* Problems to solve *
1 > Copy the portion of the forum post about the boat's ESC failures between "Once Batt cut" and "this is correct.", inclusive.
2 > Using the forum post about the boat's ESC failures, answer these questions:
(a) What motor Kv rating does the post list among the standard internals?
(b) After the original Turnigy battery was put back in, how long did the boat run before it died?
(c) What peak current was the Swordfish Pro said to handle?

* Source text *

%%

Originally Posted by HimotoGenesis
Hi guys,

hoping you might be able help? I recently bought a Himoto Genesis RTR and I seem to be going through ESC's lately? Im new to RC boats but have other RC's. If theres anything Im missing, please let me know.

Everything was going fine until I bought a new LiPo as I wanted to extend the running time (10 minutes was way too short for me). Basically - The initial set up was working fine for months and the only LiPo that I was using was a Turnigy (Nano-tech) 4s / 4500mAh / 35-70C

Boat was running standard internals:
125A ESC
2075Kv motor (not sure of brand) Water cooled
6Kg Himoto Servo
Himoto Rx and Tx

In the hope of extending my running time, I purchased a Zippy 4s / 30-40C "8000 mAh" (High discharge LiPo) and this is where the issues began. I ran it for the first time fine. New Batt lasted about 20 - 25 min. Brought it in after 10 Min to cool down and check temperatures, then sent it back out for the remaining 10 / 15min. Battery and ESC's get warm to touch but not burning hot.

Once Batt cut off, placed the original Turnigy back in and it ran for about 3 min then died. (Had to go for a swim)

Servo works, but no throttle. Again, not burning hot?

Brought it home and tested both the ESC and motor with another RC and narrowed it down to the ESC. Motor would throttle with a different ESC but boat ESC would not power any other motor.

Went out and bought a Swordfish Pro - 120 A - S BEC - as the guy at the hobby shop seemed to think the original, even though mentioned 125A, would be luckily to be a 60A (because it was a cheaper ESC) and mentioned that the Swordfish was a guaranteed 120A with 150A peak.

I found somewhere that the 2075kv motor would be about 100A so presumed that 120A was to be sufficient? not sure if this is correct.

I replaced and programmed up, took it out for the first time and it lasted about 15min with the 800mAh - and now - No throttle again, but servo movement.

%%

* Extracted entries *
%%

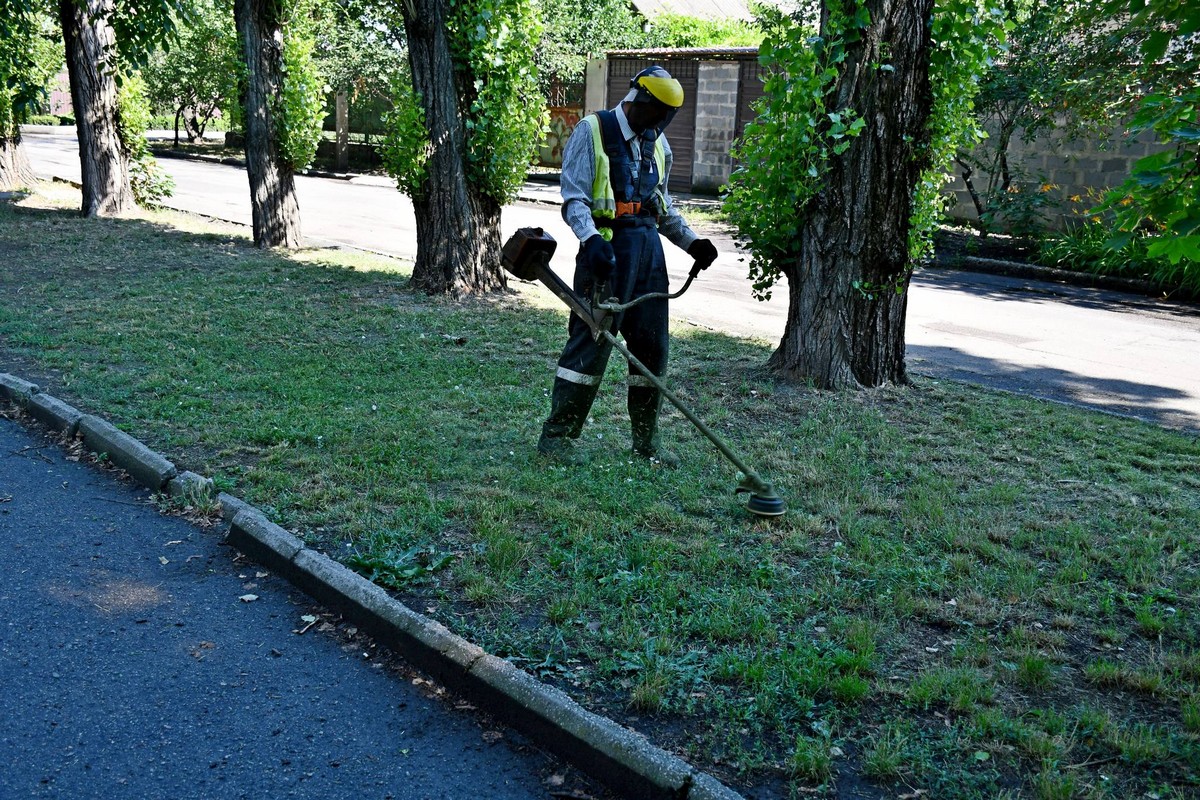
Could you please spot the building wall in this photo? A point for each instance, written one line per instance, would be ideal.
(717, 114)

%%
%%

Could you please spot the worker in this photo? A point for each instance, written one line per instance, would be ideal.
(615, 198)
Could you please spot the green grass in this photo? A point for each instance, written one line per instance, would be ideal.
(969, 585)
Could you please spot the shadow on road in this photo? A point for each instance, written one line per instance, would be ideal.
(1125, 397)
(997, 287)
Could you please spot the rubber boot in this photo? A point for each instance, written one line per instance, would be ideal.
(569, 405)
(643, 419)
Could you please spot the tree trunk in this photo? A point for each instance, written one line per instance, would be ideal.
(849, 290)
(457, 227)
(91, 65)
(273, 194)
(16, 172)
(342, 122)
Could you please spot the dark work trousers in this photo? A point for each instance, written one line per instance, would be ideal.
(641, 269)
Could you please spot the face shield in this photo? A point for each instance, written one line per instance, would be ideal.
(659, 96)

%%
%%

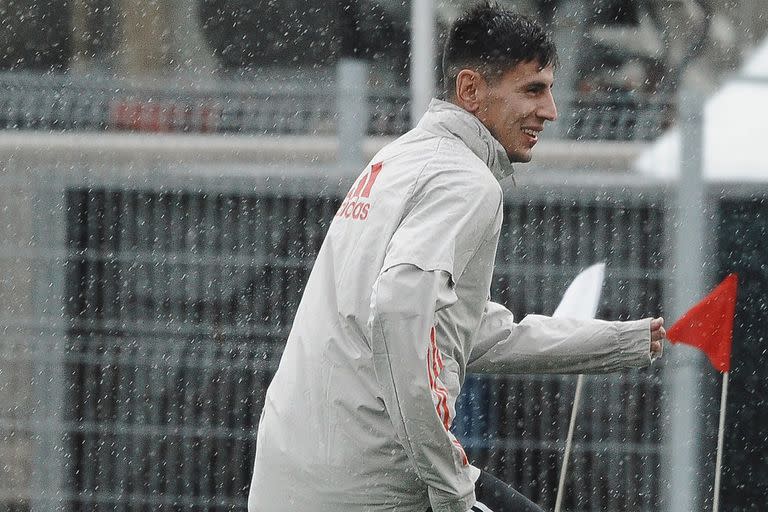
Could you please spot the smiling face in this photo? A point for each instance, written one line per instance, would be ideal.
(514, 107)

%%

* Responses to the exercise *
1 >
Once Batt cut off, placed the original Turnigy back in and it ran for about 3 min then died. (Had to go for a swim)

Servo works, but no throttle. Again, not burning hot?

Brought it home and tested both the ESC and motor with another RC and narrowed it down to the ESC. Motor would throttle with a different ESC but boat ESC would not power any other motor.

Went out and bought a Swordfish Pro - 120 A - S BEC - as the guy at the hobby shop seemed to think the original, even though mentioned 125A, would be luckily to be a 60A (because it was a cheaper ESC) and mentioned that the Swordfish was a guaranteed 120A with 150A peak.

I found somewhere that the 2075kv motor would be about 100A so presumed that 120A was to be sufficient? not sure if this is correct.

2 >
(a) 2075Kv
(b) About 3 minutes
(c) 150A